• **Aangeleverde tekst**:
━━━━━━━━━━━━━━━━

De heer Koopmans (CDA): Voorzitter. Ik ga graag met mevrouw Wiegman deze motie verbeteren en aanpunten zodat het voor de betreffende regio nog beter wordt.

De heer Paulus Jansen (SP): Gebruikt u dan niet het woord «calamiteiten».

Staatssecretaris Atsma: «Bijzondere omstandigheden».

De voorzitter: Ik concludeer dat de motie op stuk nr. 3 wordt aangepast.

De heer Samsom (PvdA): Het valt mij op dat er een mild oordeel wordt gegeven over een motie waarin staat: «overwegende dat SWUNG I geen antwoord geeft op deze problemen en dus ook geen oplossing biedt».

De heer Koopmans (CDA): Ik maak daarvan: «geen volledig antwoord» en «geen volledige oplossing». Ik had al na de interruptie van de heer Jansen aangegeven dat ik dat punt wijzigde.

De heer Samsom (PvdA): De beste manier om wel volledig antwoord te geven is om voor een aantal amendementen in SWUNG I te stemmen. Uiteindelijk gaat deze wetgeving over de problemen die onder andere op de IJssellijn en de Twentelijn kunnen ontstaan. Als het hier niet geregeld wordt, dan wordt het niet geregeld, tenzij wij het een beetje bij elkaar op gaan tellen. Hier maken wij de wetgeving die regelt of mensen langs de IJssellijn en de Twentelijn al dan niet een probleem krijgen.

De voorzitter: Ik vraag de staatssecretaris om wat afrondend te concluderen.

━━━━━━━━━━━━━━━━

• **Aangeleverde gegevens**:
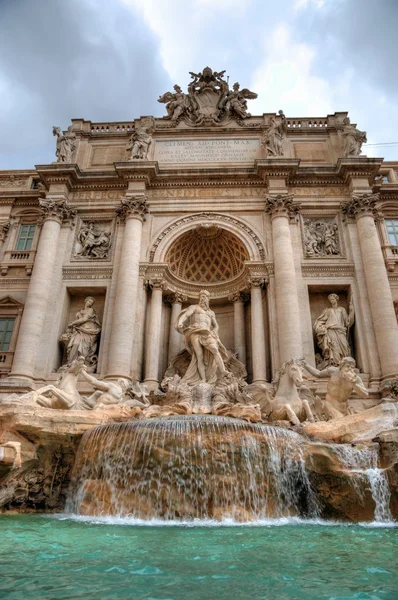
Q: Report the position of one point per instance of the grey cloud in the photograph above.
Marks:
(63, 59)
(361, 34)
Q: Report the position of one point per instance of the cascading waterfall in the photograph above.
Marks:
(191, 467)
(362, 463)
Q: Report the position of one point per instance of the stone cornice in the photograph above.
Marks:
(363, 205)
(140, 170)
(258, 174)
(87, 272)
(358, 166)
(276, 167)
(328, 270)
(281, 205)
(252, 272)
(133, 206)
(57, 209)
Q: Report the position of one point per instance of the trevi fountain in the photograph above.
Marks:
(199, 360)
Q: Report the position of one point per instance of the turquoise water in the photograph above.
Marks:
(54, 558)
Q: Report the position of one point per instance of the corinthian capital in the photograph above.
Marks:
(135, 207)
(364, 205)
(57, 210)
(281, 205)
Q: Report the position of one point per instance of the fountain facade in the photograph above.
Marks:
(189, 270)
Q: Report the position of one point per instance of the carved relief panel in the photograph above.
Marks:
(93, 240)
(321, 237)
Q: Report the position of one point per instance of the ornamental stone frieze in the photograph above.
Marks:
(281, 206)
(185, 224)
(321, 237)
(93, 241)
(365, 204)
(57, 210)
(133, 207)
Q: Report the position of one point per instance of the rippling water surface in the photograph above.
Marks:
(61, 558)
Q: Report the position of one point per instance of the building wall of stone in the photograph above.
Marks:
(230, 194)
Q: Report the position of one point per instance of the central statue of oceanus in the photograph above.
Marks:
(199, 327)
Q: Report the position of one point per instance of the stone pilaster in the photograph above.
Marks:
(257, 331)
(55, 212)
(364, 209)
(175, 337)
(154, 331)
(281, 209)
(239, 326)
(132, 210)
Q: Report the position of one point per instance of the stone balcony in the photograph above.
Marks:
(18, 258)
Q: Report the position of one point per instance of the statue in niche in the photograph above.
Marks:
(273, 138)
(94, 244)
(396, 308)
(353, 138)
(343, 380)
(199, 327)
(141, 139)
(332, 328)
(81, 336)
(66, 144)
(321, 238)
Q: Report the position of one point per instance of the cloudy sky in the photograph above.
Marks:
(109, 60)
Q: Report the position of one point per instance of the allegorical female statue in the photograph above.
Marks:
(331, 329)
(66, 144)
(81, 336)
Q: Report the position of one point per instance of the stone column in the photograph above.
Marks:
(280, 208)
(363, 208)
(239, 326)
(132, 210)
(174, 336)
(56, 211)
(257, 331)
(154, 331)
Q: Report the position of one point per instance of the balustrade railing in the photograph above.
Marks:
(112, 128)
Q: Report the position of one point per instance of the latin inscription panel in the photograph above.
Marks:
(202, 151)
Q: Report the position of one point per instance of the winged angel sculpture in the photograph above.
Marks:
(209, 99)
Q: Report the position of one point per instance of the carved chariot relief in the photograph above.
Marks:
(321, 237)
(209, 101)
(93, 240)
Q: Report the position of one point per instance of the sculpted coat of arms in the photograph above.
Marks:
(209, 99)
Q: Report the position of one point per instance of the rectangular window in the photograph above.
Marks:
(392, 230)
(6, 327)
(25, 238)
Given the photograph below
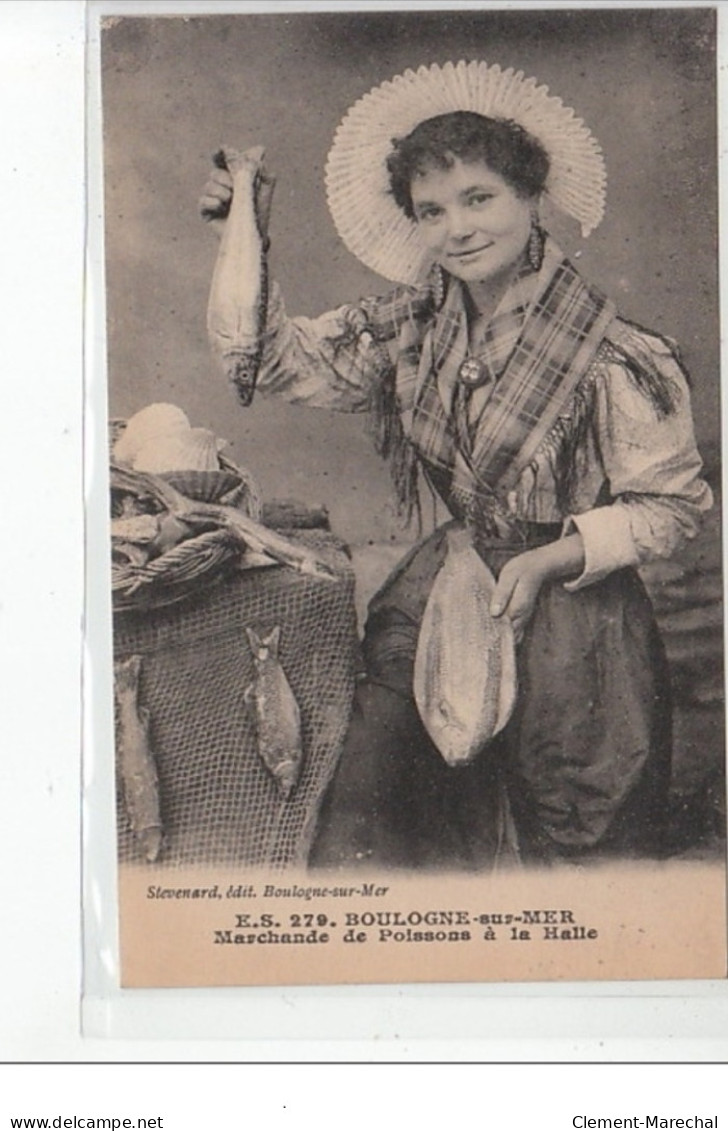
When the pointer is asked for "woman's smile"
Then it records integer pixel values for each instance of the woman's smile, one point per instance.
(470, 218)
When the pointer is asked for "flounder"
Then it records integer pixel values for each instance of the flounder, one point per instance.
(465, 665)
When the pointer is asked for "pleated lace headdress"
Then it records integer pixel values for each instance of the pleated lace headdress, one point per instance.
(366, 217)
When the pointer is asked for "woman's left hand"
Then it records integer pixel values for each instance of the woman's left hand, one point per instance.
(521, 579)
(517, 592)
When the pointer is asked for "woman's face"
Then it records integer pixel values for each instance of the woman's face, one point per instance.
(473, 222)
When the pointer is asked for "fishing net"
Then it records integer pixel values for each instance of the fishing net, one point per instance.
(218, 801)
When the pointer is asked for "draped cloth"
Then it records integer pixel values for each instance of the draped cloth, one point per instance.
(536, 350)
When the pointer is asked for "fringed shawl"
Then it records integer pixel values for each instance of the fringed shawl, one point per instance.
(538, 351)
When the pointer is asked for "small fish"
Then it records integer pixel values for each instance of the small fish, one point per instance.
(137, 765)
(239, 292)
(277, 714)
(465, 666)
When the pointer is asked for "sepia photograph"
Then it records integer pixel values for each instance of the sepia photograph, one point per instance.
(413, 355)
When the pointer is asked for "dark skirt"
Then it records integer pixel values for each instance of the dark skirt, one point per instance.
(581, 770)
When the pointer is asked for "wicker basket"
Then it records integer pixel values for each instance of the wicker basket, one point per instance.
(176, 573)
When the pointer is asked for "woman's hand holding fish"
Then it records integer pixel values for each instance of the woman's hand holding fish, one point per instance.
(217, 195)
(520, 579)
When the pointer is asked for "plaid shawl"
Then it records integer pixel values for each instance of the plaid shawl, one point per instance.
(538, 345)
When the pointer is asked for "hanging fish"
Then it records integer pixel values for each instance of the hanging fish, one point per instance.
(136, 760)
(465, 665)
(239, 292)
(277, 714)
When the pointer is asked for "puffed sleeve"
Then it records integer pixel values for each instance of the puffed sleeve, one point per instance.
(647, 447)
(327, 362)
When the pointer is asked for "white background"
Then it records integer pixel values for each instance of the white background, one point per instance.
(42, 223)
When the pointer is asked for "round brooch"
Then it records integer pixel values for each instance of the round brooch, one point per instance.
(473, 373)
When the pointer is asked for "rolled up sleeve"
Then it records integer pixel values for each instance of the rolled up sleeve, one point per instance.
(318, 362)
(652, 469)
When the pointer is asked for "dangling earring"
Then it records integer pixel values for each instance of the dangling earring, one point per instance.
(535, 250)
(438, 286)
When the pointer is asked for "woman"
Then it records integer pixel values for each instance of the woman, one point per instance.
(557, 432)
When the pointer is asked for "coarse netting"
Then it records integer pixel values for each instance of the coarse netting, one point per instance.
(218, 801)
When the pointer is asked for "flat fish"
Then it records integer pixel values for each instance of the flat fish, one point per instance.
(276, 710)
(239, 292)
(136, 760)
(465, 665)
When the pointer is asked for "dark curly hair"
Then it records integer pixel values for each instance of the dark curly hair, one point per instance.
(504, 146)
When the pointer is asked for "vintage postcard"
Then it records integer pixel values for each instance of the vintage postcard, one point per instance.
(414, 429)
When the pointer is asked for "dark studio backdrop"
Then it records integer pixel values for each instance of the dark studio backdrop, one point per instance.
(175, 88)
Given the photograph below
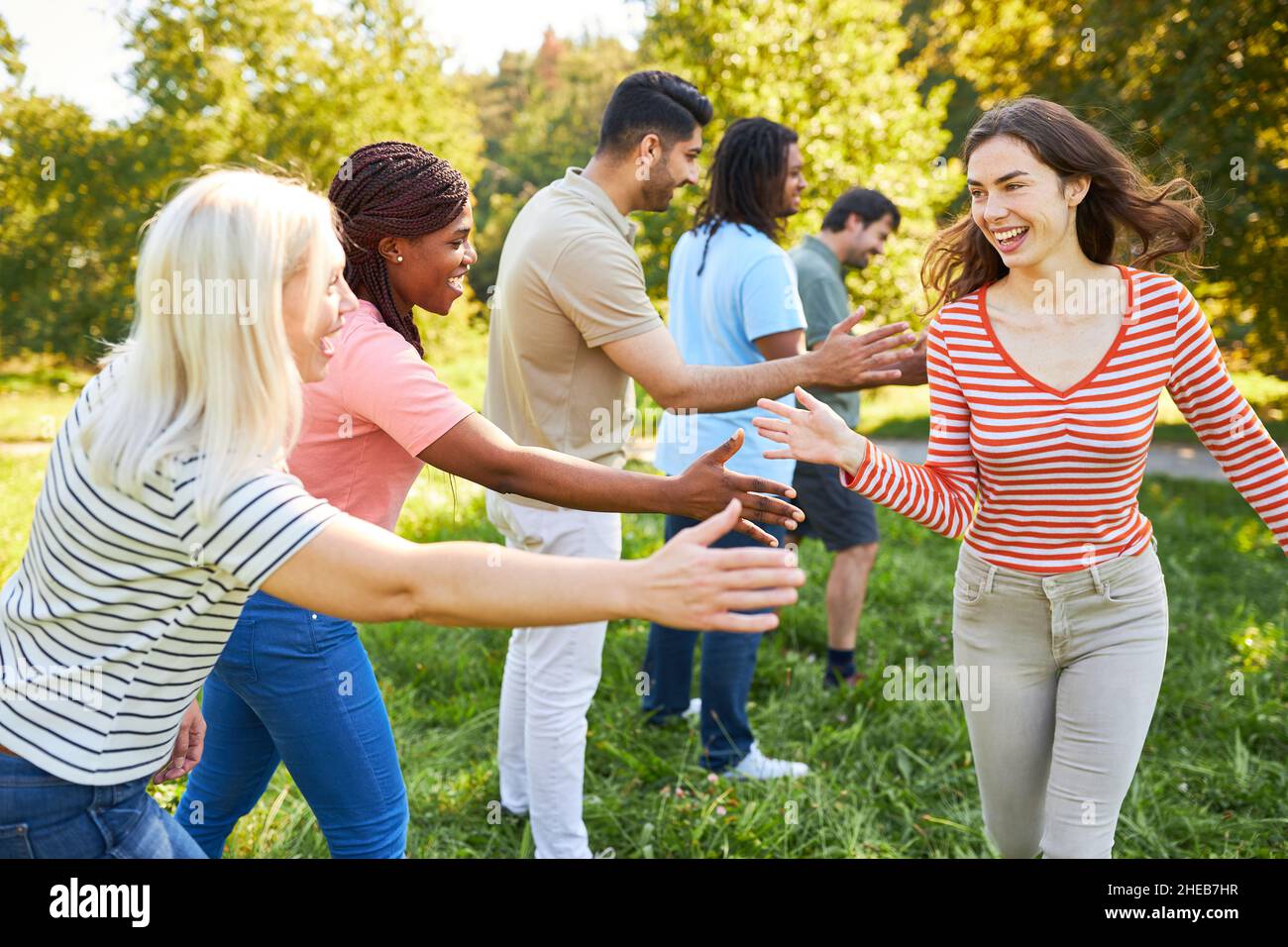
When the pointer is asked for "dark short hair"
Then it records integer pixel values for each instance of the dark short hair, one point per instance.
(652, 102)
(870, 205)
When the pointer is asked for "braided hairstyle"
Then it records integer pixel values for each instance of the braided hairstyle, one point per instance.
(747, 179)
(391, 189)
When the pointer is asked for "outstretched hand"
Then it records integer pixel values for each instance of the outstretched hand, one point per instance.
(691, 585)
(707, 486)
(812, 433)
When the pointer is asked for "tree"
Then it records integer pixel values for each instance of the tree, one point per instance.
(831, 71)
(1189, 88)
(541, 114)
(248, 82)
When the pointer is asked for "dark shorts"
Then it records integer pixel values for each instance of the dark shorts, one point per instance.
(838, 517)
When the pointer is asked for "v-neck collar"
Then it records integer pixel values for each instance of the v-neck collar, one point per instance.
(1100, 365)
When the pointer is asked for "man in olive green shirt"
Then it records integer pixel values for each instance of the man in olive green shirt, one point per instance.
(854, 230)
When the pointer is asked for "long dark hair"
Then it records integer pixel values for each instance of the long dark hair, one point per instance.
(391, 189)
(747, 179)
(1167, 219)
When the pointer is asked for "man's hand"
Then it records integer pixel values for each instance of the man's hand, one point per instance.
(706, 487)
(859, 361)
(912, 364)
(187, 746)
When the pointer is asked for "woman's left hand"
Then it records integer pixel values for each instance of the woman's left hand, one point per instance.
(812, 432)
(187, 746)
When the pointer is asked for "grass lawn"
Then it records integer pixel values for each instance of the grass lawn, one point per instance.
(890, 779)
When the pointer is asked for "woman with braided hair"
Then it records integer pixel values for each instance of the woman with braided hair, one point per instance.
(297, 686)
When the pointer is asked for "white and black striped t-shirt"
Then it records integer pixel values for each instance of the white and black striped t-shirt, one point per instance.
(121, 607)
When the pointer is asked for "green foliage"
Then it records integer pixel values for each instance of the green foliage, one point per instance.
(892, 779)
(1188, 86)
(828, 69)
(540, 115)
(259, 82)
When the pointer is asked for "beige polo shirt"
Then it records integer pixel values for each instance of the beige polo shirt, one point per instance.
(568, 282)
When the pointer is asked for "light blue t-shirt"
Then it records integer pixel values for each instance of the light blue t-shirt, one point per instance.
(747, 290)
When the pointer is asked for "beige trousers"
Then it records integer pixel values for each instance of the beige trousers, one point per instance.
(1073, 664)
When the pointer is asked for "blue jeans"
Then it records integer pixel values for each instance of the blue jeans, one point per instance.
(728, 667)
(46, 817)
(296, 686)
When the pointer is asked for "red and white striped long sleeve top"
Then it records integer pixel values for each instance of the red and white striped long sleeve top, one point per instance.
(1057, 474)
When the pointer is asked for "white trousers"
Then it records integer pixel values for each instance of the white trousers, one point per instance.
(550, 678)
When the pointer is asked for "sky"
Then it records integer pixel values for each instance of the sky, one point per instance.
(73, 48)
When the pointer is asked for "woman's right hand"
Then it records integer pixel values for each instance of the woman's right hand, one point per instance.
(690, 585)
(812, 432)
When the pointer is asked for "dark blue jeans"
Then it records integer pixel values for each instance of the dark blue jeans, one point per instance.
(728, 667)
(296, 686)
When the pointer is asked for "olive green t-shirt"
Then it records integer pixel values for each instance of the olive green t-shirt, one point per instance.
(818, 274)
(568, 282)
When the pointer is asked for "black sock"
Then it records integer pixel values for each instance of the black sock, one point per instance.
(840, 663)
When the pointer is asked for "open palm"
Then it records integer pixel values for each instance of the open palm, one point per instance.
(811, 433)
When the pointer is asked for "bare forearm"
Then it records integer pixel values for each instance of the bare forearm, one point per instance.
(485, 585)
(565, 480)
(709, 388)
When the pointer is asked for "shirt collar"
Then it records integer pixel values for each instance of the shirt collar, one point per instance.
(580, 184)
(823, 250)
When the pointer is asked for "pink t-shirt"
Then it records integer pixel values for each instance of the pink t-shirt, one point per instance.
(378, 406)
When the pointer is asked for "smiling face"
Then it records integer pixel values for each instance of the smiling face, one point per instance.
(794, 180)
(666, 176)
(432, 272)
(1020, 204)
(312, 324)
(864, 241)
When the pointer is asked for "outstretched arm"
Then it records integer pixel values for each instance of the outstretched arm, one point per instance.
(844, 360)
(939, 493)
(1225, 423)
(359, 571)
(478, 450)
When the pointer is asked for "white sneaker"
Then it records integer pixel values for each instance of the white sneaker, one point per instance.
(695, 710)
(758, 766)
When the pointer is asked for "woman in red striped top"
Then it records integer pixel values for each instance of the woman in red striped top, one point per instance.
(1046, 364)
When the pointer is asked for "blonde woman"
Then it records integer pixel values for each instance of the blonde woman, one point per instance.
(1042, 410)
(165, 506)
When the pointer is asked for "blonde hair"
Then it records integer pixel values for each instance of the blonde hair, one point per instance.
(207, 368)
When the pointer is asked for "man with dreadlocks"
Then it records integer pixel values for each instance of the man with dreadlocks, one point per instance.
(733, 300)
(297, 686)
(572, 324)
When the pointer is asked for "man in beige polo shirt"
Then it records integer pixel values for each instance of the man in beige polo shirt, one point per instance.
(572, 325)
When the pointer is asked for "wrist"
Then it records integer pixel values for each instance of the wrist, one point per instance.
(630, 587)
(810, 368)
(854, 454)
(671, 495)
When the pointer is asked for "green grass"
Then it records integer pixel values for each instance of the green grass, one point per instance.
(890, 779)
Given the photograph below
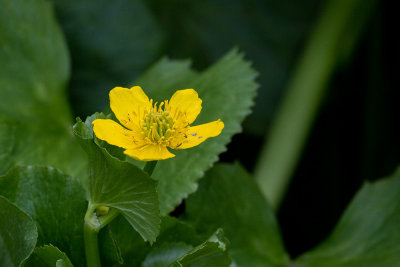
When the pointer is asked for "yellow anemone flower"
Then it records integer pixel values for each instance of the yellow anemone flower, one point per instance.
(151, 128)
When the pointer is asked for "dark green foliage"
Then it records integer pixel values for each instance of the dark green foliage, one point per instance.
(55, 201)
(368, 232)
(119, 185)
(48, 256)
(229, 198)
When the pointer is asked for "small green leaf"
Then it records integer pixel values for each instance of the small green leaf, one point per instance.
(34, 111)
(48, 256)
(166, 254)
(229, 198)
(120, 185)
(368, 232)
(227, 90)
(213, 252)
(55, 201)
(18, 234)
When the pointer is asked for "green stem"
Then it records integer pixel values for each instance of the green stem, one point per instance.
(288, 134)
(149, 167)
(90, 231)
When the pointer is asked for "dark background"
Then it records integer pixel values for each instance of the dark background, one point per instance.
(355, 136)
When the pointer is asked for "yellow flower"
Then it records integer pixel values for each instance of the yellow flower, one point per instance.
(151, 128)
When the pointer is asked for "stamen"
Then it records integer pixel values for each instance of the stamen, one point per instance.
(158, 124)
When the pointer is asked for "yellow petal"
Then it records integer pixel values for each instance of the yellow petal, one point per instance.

━━━━━━━━━━━━━━━━

• **Omschrijving opdracht**: Schrijf het verslag van het debat over SWUNG I verder, aansluitend op de laatste zin. De lijst speelt hierbij geen enkele rol.

• **Resultaat**:
Staatssecretaris Atsma: Dit was zo ongeveer de finale richting de heer Koopmans waarbij ik zelf al voor een voorzichtige formulering koos. Ik zei: SWUNG I regelt het in principe. Ik heb dat ook tegen de heer Samsom een- en andermaal gezegd. Ik zeg daar tegelijkertijd bij dat de regio er heel direct bij betrokken is. Ik heb geen enkel Kamerlid horen zeggen dat deze specifieke lijn niet onder de aandacht moet worden gebracht van eenieder. Ik heb alleen maar proberen te onderstrepen dat dat belangrijk is.

Het allerlaatste amendement is dat op stuk nr. 31 van mevrouw Wiegman. Dat heeft als strekking om bij Algemene Maatregel van Bestuur regels te stellen voor het onderbouwen van verkeersprognoses. Die prognoses worden al gemaakt. Ik heb dat volgens mij in eerste termijn al gezegd. De beheerder maakt verkeersprognoses en nadere eisen zijn wat ons betreft niet nodig.

Mevrouw Wiegman-van Meppelen Scheppink (ChristenUnie): Dit amendement is opgesteld uit zorg dat discussie kan ontstaan over de berekeningen en de prognoses. Misschien kan de staatssecretaris het ook omdraaien, namelijk dat dit helpt om het over de juiste cijfers en prognoses met de verschillende overheden te hebben.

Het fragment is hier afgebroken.